# start of Passage given

Welcome to this subsection of the Theatre bit; a bijou work-in-progress in itself. Here you will find snippets from some reviews; enjoy.


Henry VI trilogy (1977)

Sally Emerson, Plays and Players: "The star turn is Anton Lesser's sprightly Gloucester who talks from one side of his large mouth in that staccato Olivier manner, has black swept-back hair and is twitchy with energy and evil. But his energy is attractive, far more so than the good looks of his brother Clarence and the white-suited langour of Edward. One of the high points is the death-scene of Henry in the Tower ... Richard drags himself through the trap door and stares up at him. The peacefulness of Henry, who knows he is about to be murdered, helps to infuriate the jittery Richard. He looks insect-like before the towering, Christ-like figure of his victim."


Some Americans Abroad (1989)

Matt Wolf, Plays and Players, September 1989: "As the departmental chairman trying to unload his snivelling colleague Henry (Simon Russell Beale) Anton Lesser makes Joe Taylor a contemporary equivalent to his quietly slimy Richard III on the Barbican mainstage."

# end of Passage given

Problem set
**1.** Decide whether each statement below agrees with the review excerpts. Answer yes or no, and quote the deciding words.
(a) Matt Wolf's review appeared in Plays and Players in September 1989.
(b) Sally Emerson describes Gloucester as having fair, curly hair.
(c) In Some Americans Abroad, Simon Russell Beale plays Henry.
**2.** Repeat the portion of the review excerpts between "Welcome to this" and "Americans Abroad (1989)", inclusive.
**3.** Name every real person in the review excerpts, leaving out character names.

# start of Dataset entries

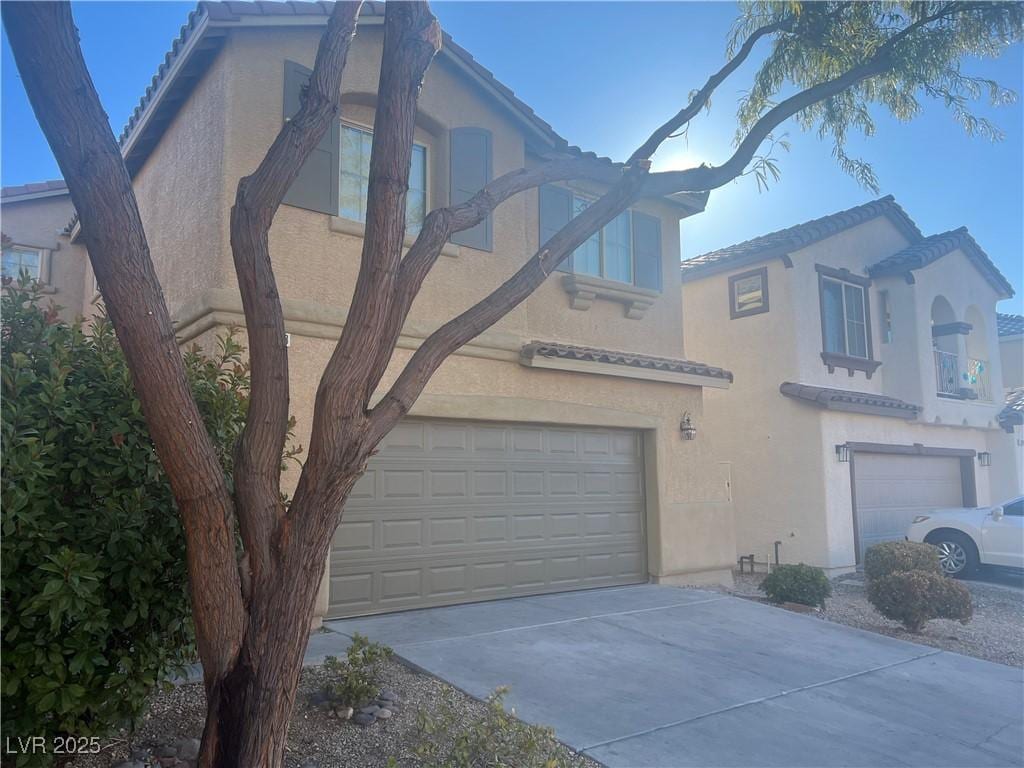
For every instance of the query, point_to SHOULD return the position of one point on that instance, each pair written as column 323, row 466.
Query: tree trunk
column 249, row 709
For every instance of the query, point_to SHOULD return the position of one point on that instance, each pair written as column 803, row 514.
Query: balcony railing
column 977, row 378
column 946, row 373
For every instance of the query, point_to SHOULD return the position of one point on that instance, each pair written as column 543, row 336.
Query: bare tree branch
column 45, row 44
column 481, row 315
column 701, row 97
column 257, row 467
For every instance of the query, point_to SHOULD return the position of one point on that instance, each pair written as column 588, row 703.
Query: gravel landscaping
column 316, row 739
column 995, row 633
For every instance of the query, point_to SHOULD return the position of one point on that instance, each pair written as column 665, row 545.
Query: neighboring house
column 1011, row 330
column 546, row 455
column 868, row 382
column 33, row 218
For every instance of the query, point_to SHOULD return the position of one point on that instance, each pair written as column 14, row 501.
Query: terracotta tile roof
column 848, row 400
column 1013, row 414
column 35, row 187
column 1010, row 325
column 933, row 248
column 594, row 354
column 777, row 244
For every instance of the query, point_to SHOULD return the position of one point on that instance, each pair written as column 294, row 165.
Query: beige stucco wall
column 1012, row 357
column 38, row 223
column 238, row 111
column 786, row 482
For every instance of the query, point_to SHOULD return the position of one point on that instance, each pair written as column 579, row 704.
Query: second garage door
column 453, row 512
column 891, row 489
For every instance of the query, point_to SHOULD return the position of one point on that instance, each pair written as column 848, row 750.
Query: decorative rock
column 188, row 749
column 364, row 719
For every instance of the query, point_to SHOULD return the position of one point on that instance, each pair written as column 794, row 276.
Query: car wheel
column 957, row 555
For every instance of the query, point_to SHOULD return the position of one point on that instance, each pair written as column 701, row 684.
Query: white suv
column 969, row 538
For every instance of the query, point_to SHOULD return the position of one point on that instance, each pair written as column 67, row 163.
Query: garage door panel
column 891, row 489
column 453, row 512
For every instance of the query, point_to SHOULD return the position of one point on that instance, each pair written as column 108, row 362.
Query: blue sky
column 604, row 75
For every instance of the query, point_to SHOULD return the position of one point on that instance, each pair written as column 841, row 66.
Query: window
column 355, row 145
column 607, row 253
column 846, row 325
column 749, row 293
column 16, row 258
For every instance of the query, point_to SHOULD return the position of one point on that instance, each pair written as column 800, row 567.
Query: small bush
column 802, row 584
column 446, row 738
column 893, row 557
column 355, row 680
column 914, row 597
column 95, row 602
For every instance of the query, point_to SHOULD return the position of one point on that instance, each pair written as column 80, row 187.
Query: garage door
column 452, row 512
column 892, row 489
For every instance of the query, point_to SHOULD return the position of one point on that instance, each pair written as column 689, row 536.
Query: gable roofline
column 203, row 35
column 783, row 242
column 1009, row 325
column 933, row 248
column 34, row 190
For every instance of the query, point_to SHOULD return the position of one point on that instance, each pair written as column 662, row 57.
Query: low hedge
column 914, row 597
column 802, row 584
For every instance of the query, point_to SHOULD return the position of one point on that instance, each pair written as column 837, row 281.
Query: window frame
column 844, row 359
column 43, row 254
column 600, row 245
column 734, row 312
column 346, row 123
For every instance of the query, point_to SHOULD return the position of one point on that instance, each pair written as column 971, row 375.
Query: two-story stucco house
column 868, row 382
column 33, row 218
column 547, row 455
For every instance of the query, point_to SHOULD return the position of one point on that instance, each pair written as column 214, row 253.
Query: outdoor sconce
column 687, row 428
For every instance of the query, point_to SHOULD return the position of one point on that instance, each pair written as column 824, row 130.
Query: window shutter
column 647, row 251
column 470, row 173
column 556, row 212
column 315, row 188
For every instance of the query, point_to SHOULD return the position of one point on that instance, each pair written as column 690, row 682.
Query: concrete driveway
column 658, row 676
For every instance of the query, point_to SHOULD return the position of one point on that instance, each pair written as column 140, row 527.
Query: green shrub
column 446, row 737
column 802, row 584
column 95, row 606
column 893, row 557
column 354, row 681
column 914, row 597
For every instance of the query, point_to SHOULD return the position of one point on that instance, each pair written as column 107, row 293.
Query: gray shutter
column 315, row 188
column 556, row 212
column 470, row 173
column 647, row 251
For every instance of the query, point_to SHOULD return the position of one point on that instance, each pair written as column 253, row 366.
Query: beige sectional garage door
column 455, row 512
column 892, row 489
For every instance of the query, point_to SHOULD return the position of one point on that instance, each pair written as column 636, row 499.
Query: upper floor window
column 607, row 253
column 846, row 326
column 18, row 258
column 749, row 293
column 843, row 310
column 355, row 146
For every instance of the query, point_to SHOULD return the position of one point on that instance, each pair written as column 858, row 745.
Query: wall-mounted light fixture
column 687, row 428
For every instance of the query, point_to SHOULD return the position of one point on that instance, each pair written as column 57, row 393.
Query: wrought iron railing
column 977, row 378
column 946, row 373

# end of Dataset entries
# start of Dataset entries

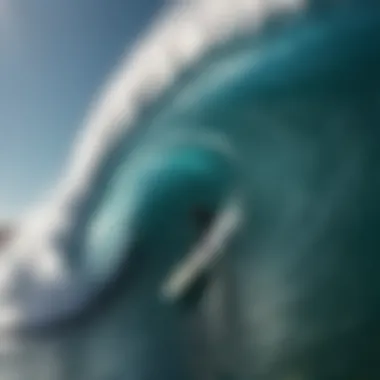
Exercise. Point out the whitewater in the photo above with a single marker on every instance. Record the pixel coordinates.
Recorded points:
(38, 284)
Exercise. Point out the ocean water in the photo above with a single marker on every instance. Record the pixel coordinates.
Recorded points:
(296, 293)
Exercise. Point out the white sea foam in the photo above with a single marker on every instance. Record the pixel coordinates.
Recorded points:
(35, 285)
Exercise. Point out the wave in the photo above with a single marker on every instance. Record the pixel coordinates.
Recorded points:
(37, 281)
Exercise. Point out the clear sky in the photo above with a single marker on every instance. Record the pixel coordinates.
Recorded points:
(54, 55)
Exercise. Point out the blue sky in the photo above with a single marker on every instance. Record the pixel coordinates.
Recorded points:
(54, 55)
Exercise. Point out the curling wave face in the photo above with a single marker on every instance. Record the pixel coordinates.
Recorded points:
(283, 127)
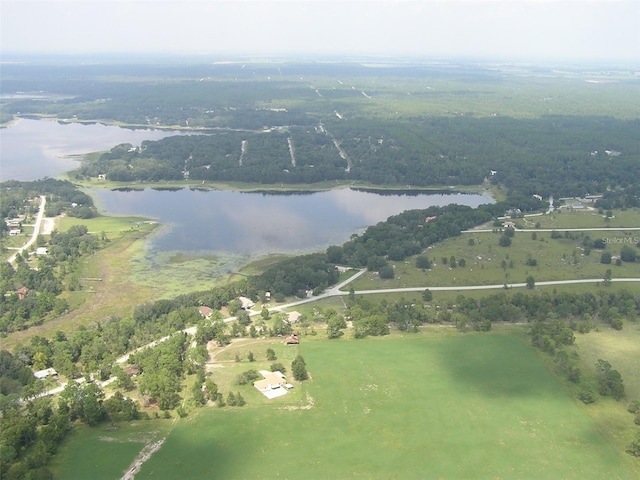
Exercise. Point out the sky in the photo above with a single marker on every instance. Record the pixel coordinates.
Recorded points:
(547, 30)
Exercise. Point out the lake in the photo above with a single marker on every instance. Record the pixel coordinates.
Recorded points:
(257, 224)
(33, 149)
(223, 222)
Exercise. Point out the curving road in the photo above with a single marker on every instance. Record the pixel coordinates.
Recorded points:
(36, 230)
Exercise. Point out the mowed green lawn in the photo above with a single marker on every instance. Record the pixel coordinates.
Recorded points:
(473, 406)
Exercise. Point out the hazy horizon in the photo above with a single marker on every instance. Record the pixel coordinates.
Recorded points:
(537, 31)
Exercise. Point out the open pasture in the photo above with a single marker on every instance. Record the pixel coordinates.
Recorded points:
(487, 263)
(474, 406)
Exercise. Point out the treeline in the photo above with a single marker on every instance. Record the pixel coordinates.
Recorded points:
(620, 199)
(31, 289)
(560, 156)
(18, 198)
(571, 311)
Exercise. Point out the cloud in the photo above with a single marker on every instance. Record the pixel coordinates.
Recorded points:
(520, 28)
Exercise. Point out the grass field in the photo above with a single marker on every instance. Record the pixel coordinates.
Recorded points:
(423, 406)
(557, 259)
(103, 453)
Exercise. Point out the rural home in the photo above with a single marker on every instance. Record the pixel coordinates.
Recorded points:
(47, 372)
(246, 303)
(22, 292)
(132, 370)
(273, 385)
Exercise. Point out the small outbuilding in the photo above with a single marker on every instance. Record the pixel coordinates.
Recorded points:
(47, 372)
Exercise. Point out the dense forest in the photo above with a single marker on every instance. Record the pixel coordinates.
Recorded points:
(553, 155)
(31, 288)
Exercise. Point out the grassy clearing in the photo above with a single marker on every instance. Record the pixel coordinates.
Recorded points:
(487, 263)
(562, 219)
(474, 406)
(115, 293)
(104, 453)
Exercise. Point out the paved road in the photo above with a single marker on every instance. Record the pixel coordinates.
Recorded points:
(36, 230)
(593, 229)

# end of Dataset entries
# start of Dataset entries

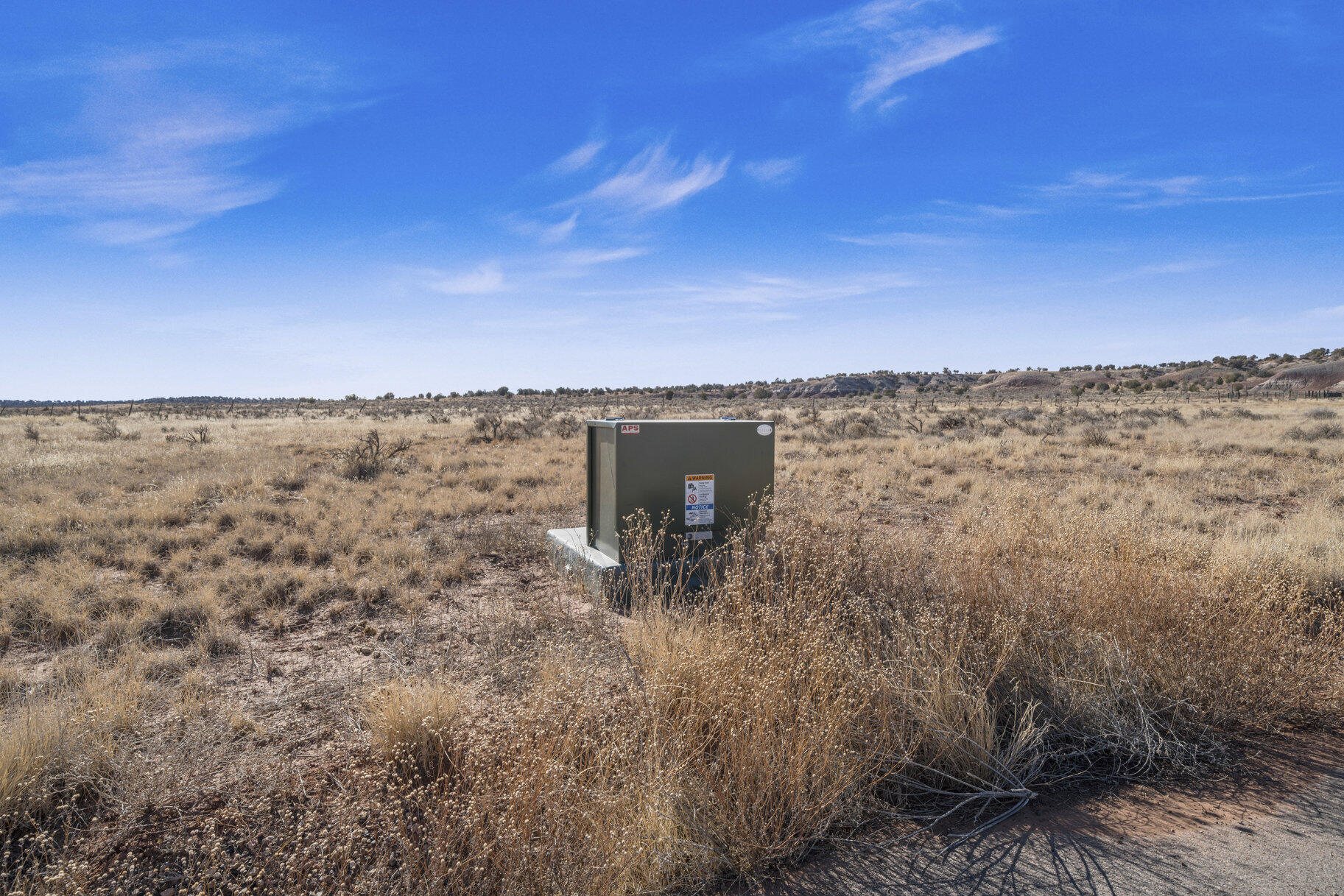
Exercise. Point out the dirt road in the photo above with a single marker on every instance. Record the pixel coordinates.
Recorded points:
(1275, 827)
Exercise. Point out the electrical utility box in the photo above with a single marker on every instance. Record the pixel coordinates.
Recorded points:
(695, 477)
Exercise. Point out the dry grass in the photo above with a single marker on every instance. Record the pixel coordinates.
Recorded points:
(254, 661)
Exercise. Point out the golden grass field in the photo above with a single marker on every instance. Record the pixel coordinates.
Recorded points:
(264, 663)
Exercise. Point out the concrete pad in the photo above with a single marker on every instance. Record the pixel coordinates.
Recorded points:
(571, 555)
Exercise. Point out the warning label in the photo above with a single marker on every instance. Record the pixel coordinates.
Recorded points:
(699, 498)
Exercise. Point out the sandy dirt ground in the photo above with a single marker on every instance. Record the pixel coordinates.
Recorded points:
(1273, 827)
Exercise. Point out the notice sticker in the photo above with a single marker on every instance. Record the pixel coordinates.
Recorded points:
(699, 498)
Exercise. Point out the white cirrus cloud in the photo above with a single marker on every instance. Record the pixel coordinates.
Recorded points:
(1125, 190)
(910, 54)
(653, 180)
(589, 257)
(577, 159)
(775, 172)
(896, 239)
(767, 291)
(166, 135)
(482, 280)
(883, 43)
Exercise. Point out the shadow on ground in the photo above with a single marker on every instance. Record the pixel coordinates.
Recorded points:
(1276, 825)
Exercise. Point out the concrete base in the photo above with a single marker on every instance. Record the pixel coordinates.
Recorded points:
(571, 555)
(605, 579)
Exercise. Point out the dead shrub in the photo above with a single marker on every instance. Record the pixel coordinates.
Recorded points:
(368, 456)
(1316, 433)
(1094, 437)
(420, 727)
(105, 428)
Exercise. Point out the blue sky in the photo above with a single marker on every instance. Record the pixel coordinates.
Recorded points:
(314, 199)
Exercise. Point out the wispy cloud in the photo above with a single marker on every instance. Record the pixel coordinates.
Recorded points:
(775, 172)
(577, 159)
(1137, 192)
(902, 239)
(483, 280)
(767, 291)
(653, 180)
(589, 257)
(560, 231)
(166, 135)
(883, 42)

# end of Dataset entries

Answers to the problems
**1.**
(a) Yes: "Matt Wolf, Plays and Players, September 1989"
(b) No: "has black swept-back hair"
(c) Yes: "his snivelling colleague Henry (Simon Russell Beale)"

**2.**
Welcome to this subsection of the Theatre bit; a bijou work-in-progress in itself. Here you will find snippets from some reviews; enjoy.


Henry VI trilogy (1977)

Sally Emerson, Plays and Players: "The star turn is Anton Lesser's sprightly Gloucester who talks from one side of his large mouth in that staccato Olivier manner, has black swept-back hair and is twitchy with energy and evil. But his energy is attractive, far more so than the good looks of his brother Clarence and the white-suited langour of Edward. One of the high points is the death-scene of Henry in the Tower ... Richard drags himself through the trap door and stares up at him. The peacefulness of Henry, who knows he is about to be murdered, helps to infuriate the jittery Richard. He looks insect-like before the towering, Christ-like figure of his victim."


Some Americans Abroad (1989)

**3.** Sally Emerson, Anton Lesser, Olivier, Matt Wolf, Simon Russell Beale